PASSAGE:
Background: The incidense of skin cancer has increased severalfold during the last 30 years. I have chosen to see closer at the meaning of the sunscreenproducts. Does todays sunscreens protect sufficiently against UV-radiation? Is the protection just as good against UVA- as UVB-radiation? Can the use of sunscreenproducts be dangerous?
Material and method: In The Journal of Investigative Dermatology in 2003 there were published four articles that focused whether todays sunscreens have good enough protecting properties. These studies raises the question whether broadspectred UV-sunscreens is necessary to achieve optimal protection against both erythema and immunosuppression. The review of these articles is central in this paper.
Results: All studies conclude that there is a need of a UVA-filter in addition to UVB-filter to achieve satisfactory immunoprotection. This is based on the comperison between Sun Protection Factor (SPF) and Immune Protection Factor (IPF), where IPF/SPF = 1 is satisfactory. The studies conclude that IPF/SPF is not satisfactory in sunscreens which only protect against UVB-radiation. The broadspectred sunscreens satifies in all the studies the criteria, although with different degree of UVA-PF to reach the goal. The studies also show that you can achive an increasing IPF/SPF-ratio with higher UVA-PF.
Interpretation: If you want to achieve a satisfying immunoprotecting effect, you should use a sunscreen with both UVB- and UVA-protecting properties. There is a need for an international standardised method to calculate IPF like there is for SPF. This will make it a lot easier to compare studies. The sunscreensproducts can lead to contactallergy if they are used uncritically.Their use should therefore be limited to when you are going to expose yourself to the sun over some time. There is also a general need for information about proper sunscreen use according to skintype and UV-index.

BRIEF A:
Write out the sunscreen abstract from "Results: All studies" up to and including "with higher UVA-PF.".
BRIEF B:
In the sunscreen abstract, which ratio is described as satisfactory when it equals 1?

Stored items

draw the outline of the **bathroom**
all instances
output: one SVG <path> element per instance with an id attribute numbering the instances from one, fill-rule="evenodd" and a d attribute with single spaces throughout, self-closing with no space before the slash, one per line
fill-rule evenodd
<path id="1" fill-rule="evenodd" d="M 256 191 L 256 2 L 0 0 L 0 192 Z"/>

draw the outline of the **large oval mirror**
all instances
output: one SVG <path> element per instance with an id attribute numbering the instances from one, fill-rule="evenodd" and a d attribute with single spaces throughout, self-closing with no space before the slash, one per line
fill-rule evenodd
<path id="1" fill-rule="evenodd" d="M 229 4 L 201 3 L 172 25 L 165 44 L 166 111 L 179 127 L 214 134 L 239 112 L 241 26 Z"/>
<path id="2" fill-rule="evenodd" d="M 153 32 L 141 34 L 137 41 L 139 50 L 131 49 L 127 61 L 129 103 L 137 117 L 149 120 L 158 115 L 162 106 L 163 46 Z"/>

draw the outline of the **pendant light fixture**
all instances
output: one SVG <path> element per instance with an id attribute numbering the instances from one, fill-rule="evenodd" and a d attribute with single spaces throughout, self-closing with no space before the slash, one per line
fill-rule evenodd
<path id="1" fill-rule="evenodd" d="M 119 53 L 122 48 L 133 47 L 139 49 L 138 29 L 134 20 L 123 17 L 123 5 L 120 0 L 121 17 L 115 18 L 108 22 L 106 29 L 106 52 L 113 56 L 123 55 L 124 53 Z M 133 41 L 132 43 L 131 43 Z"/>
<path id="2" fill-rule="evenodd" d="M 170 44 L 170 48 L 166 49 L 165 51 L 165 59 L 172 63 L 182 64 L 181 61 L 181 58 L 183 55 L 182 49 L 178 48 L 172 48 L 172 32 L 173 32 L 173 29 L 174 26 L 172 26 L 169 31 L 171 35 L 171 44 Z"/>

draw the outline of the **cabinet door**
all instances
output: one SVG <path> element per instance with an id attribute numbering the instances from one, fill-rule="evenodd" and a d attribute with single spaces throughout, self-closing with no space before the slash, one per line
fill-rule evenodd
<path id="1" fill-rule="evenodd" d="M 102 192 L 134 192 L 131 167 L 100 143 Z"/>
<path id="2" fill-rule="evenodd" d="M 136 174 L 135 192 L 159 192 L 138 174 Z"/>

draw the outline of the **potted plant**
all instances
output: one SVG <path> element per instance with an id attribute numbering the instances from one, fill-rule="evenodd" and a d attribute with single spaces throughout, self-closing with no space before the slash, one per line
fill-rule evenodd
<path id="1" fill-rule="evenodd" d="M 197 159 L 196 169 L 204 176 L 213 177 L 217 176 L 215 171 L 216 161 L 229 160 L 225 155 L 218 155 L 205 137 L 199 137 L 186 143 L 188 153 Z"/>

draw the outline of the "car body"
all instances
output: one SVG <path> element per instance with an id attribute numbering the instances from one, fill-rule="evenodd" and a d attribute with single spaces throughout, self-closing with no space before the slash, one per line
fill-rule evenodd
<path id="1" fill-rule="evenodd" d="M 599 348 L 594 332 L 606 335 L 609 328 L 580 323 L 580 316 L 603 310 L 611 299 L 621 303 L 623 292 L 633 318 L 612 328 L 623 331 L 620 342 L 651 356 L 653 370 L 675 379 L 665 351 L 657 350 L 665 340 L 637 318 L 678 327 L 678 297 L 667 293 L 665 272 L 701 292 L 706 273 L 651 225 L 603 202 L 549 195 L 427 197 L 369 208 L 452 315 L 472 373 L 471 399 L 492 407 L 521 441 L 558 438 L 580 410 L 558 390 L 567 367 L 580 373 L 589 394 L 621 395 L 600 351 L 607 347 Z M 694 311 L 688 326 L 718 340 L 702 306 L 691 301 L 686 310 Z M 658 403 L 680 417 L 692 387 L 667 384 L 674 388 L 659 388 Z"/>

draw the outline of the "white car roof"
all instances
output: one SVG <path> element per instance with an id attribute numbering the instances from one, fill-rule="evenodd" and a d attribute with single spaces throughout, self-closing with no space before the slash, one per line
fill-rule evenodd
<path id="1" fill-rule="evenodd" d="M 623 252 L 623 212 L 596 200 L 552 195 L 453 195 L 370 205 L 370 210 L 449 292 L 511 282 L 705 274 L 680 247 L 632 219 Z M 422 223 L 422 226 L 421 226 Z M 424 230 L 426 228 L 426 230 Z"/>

OUTPUT A:
Results: All studies conclude that there is a need of a UVA-filter in addition to UVB-filter to achieve satisfactory immunoprotection. This is based on the comperison between Sun Protection Factor (SPF) and Immune Protection Factor (IPF), where IPF/SPF = 1 is satisfactory. The studies conclude that IPF/SPF is not satisfactory in sunscreens which only protect against UVB-radiation. The broadspectred sunscreens satifies in all the studies the criteria, although with different degree of UVA-PF to reach the goal. The studies also show that you can achive an increasing IPF/SPF-ratio with higher UVA-PF.

OUTPUT B:
IPF/SPF, the ratio of Immune Protection Factor to Sun Protection Factor.